**Trecho do documento:**
——
Mas, estamos em outros tempos, das velhas práticas. “Agora vai”, ou melhor, é “São Luís em obras”. Na véspera da eleição, outra intervenção há muito tempo cobrada alcança a antiga parada de ônibus do Anel Viário, as barracas e os botecos do entorno. Trata-se de uma intervenção necessária, visando organizar aquela bagunça generalizada.
Como não temos informação amplamente divulgada sobre o projeto, a obra e o investimento do dinheiro público, esperamos que os comerciantes informais sejam reassentados no seu local de origem ou em outro ambiente, de forma a garantir as suas condições e meios de sobrevivência.
Quanto à nova obra do Anel Viário, cabe uma anotação sobre um dos equipamentos mais importantes do Centro Histórico – o Aterro do Bacanga. Aos poucos aquele espaço vai sendo ocupado por vários puxadinhos e arranjos, sem observar um consistente projeto arquitetônico já tantas vezes comentado em nossos escritos (leia aqui e mais aqui)
Cabe reiterar a crítica sobre a forma e o conteúdo das obras. Em cima da eleição colocam os tratores no Anel Viário desprezando o ganho estético, social e ambiental de um projeto arquitetônico bem mais utilitário para a cidade.
De volta ao tema central, observando bem os exemplos de remoção ou tentativas de eliminar as bancas de revista, os camelôs, as barracas do Anel Viário, o tambor do Mestre Amaral, o abrigo da João Lisboa e as putas do Xirizal do Oscar Frota, podemos refletir juntos sobre um relativo processo de higienização social no coração da cidade.
Parece haver um conceito de isolamento e guetização dos equipamentos e das pessoas não representativas do sentimento saudosista da elite escravocrata que mandava na cidade e ainda hoje tem seu pensamento vivo e entranhado em vários poderes oficiais.
——
**Problema proposto:**
Dê continuidade ao texto sobre as obras e a higienização social em São Luís, começando logo após a última frase apresentada.

**Dados extraídos:**
——
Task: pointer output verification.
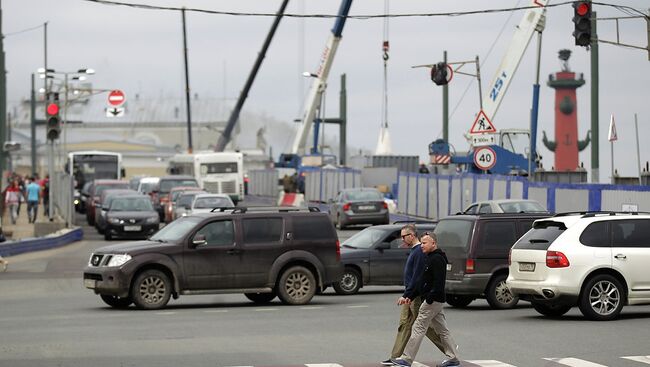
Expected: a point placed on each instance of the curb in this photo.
(11, 248)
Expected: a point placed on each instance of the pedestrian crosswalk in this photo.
(549, 362)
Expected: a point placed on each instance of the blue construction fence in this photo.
(437, 196)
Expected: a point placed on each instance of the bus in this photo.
(86, 166)
(216, 172)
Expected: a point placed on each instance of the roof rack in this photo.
(279, 209)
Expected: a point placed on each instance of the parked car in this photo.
(131, 216)
(263, 254)
(170, 205)
(205, 203)
(477, 247)
(184, 203)
(104, 203)
(505, 206)
(597, 261)
(358, 206)
(375, 256)
(165, 184)
(94, 194)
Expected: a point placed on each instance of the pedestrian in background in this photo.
(33, 197)
(413, 271)
(431, 315)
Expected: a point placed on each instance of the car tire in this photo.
(116, 302)
(260, 297)
(459, 301)
(350, 282)
(151, 290)
(498, 294)
(603, 287)
(296, 286)
(551, 310)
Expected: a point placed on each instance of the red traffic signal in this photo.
(52, 109)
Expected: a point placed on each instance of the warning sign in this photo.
(482, 124)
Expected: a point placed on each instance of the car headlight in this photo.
(114, 221)
(119, 260)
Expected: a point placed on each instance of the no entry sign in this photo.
(116, 98)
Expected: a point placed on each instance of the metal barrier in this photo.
(62, 197)
(437, 196)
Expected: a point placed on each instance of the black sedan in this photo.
(131, 216)
(375, 256)
(362, 205)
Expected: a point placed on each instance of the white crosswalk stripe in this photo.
(642, 359)
(574, 362)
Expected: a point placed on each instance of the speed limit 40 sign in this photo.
(485, 158)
——
**Resultado da tarefa:**
Quanto às bancas de revista e similares, vamos pensar juntos….
São Luís, ainda agarrada ao equivocado epíteto de Atenas Brasileira, teve várias livrarias fechadas e está em curso uma verdadeira perseguição às bancas. Tais equipamentos não combinam mesmo com o visual “hipermoderno” da cidade “retrô” das avenidas e ruas remendadas por um asfalto do século 19 por onde trotam caminhonetes de luxo (leia aqui sobre livrarias fechadas).
Ademais, em meio a tanta celebração pela idoneidade literária da cidade, o Memorial Bandeira Tribuzzi foi desativado e não há notícia de onde foi parar o acervo do poeta autor do hino oficial de São Luís.
Assim, a cidade se movimenta com deslocamentos ou dispersões e reacomodações compulsórias. Os camelôs, por exemplo, vão se reagrupando de acordo com as novas regras de espacialização do comércio.
Geralmente, as obras fazem uma bela maquiagem na paisagem para ela ficar atrativa aos turistas e excluem as pessoas e equipamentos que vivem, sobrevivem, circulam e usufruem do espaço urbano.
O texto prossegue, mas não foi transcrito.